> **WHAT TO DO**
Copy the listing below in full and skip every picture.

> **RECORDS PROVIDED**
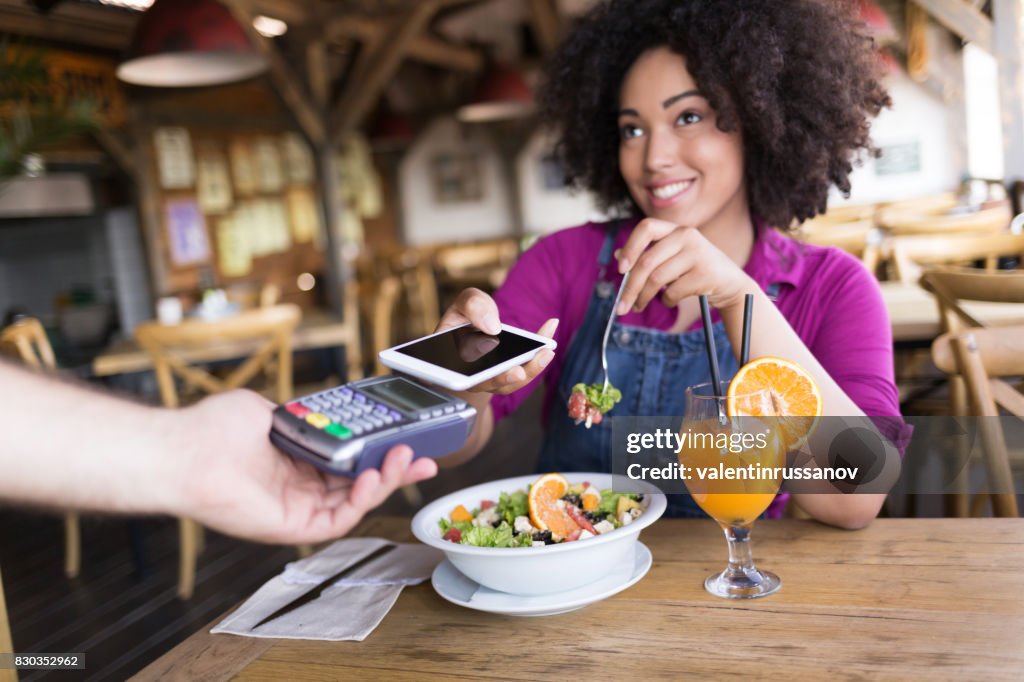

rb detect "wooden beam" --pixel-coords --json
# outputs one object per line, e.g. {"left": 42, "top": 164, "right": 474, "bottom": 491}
{"left": 913, "top": 0, "right": 992, "bottom": 51}
{"left": 326, "top": 15, "right": 482, "bottom": 72}
{"left": 0, "top": 0, "right": 135, "bottom": 51}
{"left": 528, "top": 0, "right": 563, "bottom": 56}
{"left": 92, "top": 128, "right": 136, "bottom": 176}
{"left": 234, "top": 0, "right": 311, "bottom": 27}
{"left": 221, "top": 0, "right": 326, "bottom": 145}
{"left": 330, "top": 2, "right": 440, "bottom": 142}
{"left": 306, "top": 39, "right": 331, "bottom": 110}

> **PROBLEM SOLUTION**
rb detect "wooden beam" --pixel-coords --json
# outputs one object per line, e.g. {"left": 42, "top": 164, "right": 474, "bottom": 491}
{"left": 913, "top": 0, "right": 992, "bottom": 51}
{"left": 326, "top": 15, "right": 482, "bottom": 72}
{"left": 0, "top": 0, "right": 135, "bottom": 51}
{"left": 528, "top": 0, "right": 563, "bottom": 56}
{"left": 92, "top": 128, "right": 136, "bottom": 176}
{"left": 234, "top": 0, "right": 311, "bottom": 27}
{"left": 221, "top": 0, "right": 326, "bottom": 145}
{"left": 330, "top": 2, "right": 440, "bottom": 142}
{"left": 306, "top": 39, "right": 331, "bottom": 110}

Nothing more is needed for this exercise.